(TO BE DONE) In the footballer profile, write out the passage from "- 2026–: Kalamata" up to and including "Greece club Kalamata." word for word.

(SELECTED PASSAGE)
==============================
Álex Pérez

Personal information
- Full name: Alejandro Pérez Adam
- Date of birth: 10 May 2006 (age 20)
- Place of birth: Madrid, Spain
- Height: 1.93 m (6 ft 4 in)
- Position: Centre-back

Team information
- Current team: Kalamata
- Number: 3

Youth career
- 0000–2022: Rayo Vallecano
- 2022–2024: Betis
- 2024–2025: → Inter Milan (loan)
- 2025–2026: → Torino (loan)

Senior career*
- Years: Team / Apps / (Gls)
- 2024–2026: Betis B / 7 / (1)
- 2024–2025: → Inter Milan (loan) / 0 / (0)
- 2026–: Kalamata / 0 / (0)

= Álex Pérez (footballer, born 2006) =

Spanish footballer

Alejandro "Álex" Pérez Adam (born 10 May 2006) is a Spanish professional footballer who plays as a centre-back for Super League Greece club Kalamata.

==Club career==
Pérez started his career with Rayo Vallecano before joining the youth academy of Real Betis in the summer of 2022.
==============================
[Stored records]
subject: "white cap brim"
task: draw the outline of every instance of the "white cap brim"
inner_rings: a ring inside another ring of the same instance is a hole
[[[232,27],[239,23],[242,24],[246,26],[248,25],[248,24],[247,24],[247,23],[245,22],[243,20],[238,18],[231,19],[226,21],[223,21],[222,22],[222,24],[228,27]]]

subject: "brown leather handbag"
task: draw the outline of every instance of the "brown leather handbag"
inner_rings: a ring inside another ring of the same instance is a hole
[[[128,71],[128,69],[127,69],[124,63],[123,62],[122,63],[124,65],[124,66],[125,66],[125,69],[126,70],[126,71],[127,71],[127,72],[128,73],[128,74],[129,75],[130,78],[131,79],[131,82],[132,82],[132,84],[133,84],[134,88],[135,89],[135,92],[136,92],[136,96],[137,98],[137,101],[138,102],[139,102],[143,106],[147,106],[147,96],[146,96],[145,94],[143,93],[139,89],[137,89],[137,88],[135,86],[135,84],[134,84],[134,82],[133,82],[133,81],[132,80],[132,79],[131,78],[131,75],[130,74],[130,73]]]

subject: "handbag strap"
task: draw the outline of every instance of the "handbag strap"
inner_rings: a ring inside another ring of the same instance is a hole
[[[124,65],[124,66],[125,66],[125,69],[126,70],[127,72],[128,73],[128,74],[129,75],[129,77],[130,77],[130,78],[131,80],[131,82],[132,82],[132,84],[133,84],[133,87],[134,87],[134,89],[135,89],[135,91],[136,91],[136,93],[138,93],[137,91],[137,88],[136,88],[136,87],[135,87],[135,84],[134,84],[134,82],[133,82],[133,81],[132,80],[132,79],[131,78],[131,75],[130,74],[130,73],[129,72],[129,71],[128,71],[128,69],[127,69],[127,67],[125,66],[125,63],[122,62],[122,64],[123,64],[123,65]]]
==============================
(RESPONSE TO THE TASK)
- 2026–: Kalamata / 0 / (0)

= Álex Pérez (footballer, born 2006) =

Spanish footballer

Alejandro "Álex" Pérez Adam (born 10 May 2006) is a Spanish professional footballer who plays as a centre-back for Super League Greece club Kalamata.